Stored records:
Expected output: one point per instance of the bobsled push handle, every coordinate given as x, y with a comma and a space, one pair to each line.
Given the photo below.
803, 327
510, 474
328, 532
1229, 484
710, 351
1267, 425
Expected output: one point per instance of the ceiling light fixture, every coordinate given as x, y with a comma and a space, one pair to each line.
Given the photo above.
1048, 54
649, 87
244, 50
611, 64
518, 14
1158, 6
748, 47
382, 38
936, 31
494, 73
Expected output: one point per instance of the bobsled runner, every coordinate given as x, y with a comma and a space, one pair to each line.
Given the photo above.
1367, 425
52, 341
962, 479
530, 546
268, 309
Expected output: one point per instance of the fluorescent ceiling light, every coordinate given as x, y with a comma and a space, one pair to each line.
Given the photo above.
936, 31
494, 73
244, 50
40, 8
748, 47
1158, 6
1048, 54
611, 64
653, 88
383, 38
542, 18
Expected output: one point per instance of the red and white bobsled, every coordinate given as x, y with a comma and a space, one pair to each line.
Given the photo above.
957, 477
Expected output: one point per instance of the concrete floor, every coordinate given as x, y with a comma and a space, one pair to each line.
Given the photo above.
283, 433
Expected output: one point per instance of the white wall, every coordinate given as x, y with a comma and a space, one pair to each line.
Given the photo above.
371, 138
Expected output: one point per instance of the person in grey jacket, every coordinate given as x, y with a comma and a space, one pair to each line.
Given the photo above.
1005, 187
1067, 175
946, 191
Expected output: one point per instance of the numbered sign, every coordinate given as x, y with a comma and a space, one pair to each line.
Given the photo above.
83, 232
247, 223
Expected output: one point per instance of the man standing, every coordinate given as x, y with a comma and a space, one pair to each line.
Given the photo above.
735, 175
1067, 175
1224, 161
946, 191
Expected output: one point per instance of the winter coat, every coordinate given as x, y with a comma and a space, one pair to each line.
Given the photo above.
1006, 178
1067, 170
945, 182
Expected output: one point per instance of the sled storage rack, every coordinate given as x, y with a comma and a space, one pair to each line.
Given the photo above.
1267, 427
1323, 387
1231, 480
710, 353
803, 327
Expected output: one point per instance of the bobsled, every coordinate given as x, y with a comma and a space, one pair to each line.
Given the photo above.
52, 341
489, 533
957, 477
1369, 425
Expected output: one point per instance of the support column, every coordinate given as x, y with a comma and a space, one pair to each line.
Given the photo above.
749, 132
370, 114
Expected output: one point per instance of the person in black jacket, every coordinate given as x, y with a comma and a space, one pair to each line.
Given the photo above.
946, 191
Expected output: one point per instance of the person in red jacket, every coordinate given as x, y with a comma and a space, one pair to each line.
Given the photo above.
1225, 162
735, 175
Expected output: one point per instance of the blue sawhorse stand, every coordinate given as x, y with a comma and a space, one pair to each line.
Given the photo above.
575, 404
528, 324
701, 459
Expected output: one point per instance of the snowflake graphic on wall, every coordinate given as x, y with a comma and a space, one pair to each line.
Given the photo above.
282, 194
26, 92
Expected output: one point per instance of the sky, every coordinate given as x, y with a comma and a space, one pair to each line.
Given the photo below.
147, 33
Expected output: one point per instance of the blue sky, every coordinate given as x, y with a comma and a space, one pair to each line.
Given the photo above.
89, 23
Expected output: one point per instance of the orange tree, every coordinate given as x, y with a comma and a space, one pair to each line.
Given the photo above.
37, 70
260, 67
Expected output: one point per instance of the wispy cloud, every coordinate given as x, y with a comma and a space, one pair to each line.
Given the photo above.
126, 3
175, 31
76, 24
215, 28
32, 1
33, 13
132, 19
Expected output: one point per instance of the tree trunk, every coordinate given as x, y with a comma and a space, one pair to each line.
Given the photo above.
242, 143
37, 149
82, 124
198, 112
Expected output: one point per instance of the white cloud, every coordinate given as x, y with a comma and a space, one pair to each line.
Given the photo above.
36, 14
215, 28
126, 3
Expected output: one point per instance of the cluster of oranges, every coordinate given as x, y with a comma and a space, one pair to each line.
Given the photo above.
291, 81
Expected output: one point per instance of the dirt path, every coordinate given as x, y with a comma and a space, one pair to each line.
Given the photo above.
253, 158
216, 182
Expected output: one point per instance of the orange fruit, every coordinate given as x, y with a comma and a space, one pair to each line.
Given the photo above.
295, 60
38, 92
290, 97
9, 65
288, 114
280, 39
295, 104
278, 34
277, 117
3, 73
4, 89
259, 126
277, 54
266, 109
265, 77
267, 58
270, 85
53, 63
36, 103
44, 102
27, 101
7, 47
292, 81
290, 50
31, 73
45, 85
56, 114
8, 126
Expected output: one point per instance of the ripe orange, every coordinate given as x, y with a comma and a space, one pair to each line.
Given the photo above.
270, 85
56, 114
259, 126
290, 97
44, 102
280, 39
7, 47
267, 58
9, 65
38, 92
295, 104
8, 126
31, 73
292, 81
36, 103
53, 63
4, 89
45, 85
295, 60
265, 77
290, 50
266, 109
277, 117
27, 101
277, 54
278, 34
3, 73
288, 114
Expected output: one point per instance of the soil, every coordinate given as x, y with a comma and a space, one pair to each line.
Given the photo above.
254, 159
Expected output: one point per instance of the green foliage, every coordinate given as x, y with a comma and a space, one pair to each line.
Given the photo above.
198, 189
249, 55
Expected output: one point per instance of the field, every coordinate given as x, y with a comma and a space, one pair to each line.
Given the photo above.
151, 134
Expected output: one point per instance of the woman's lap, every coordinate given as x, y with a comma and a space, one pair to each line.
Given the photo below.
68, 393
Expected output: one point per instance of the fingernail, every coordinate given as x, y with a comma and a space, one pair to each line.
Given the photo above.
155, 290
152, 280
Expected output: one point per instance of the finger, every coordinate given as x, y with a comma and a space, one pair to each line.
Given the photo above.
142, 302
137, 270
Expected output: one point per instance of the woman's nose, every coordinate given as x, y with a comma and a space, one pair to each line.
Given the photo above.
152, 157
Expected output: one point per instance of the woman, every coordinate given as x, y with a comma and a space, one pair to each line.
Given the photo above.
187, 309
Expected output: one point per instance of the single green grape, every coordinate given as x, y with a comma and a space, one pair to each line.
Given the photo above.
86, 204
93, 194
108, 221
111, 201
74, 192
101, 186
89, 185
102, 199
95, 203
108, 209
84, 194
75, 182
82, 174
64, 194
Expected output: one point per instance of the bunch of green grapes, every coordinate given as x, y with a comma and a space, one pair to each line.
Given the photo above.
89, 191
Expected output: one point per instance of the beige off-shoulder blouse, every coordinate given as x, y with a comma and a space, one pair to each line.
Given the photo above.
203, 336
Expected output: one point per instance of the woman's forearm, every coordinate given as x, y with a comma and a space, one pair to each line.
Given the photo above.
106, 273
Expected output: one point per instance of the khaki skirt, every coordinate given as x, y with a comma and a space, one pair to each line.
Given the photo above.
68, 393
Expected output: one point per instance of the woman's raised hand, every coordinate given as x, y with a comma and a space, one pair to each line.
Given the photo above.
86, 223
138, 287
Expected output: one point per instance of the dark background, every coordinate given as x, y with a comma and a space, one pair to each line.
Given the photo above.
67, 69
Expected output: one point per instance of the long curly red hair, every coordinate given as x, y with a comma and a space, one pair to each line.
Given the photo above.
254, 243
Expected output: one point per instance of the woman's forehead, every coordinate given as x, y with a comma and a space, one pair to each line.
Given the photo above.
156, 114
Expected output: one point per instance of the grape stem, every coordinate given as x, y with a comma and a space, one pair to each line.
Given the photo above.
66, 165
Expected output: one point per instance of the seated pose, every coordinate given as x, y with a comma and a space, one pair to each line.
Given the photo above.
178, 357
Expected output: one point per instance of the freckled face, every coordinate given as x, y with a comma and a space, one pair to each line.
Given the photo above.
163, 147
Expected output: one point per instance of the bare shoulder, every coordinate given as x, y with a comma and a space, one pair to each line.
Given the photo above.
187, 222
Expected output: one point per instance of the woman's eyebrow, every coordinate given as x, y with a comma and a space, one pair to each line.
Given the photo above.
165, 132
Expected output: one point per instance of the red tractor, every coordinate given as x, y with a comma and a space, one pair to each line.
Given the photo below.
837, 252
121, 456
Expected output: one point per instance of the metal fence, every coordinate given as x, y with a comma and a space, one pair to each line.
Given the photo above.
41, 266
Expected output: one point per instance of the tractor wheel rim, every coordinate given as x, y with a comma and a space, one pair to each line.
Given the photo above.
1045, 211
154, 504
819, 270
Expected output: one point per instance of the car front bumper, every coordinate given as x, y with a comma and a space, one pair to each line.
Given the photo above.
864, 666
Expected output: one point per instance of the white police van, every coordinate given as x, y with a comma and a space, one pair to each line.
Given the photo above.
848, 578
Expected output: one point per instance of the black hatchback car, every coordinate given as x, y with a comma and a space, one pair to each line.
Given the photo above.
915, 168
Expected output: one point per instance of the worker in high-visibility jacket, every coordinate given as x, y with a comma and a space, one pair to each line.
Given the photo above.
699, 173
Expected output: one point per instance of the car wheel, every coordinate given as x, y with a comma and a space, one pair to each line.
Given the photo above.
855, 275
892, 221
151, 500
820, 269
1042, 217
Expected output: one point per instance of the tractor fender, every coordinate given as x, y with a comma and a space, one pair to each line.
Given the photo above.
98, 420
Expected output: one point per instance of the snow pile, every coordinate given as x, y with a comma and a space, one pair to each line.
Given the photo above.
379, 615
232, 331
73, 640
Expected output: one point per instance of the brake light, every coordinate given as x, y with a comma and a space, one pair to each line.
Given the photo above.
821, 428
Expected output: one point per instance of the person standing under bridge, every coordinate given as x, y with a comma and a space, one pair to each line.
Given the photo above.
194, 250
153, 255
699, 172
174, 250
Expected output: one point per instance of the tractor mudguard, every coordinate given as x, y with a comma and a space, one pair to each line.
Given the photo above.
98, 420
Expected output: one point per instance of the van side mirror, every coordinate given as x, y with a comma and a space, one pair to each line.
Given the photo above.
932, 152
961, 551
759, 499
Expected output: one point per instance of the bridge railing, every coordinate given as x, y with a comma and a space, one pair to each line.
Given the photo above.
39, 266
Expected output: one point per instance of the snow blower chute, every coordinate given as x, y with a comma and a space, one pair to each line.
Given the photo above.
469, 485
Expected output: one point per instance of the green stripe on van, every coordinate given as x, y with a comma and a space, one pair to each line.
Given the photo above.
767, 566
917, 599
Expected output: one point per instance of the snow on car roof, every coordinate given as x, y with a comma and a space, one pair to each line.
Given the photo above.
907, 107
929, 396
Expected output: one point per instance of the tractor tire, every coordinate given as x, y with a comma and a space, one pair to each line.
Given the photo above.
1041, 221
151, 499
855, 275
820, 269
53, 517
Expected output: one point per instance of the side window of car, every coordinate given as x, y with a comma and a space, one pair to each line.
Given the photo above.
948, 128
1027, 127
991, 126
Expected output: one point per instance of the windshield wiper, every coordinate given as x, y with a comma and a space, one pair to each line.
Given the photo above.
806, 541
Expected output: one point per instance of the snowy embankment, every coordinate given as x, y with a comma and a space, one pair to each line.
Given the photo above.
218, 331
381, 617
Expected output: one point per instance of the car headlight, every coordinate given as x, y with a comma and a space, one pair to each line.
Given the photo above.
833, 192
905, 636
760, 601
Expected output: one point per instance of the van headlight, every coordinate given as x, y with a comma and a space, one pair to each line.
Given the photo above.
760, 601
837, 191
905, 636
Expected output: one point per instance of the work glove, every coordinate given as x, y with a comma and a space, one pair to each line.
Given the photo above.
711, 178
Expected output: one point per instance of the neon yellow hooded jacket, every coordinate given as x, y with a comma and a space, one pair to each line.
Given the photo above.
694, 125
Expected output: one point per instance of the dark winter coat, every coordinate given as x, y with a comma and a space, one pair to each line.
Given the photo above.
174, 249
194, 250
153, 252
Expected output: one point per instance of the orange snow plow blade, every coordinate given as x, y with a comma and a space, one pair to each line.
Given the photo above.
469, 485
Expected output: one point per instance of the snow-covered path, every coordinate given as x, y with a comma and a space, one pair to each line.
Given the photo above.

Problem statement: Output as a JSON list of strings the lines of the records, one string for each line with blank lines omitted, starting at the line that contains "Expected output: one point per instance of the orange snow" and ending at the end of the records, both ends included.

Reply:
[
  "Expected output: one point per instance of the orange snow plow blade, every coordinate given as x, y with a comma and a space, one pair to each line.",
  "Given the photo above.",
  "469, 485",
  "Expected output: one point per instance of the snow-covered path, every coordinate given as x, y with a comma and a space, one pair to each line.",
  "Given the photo above."
]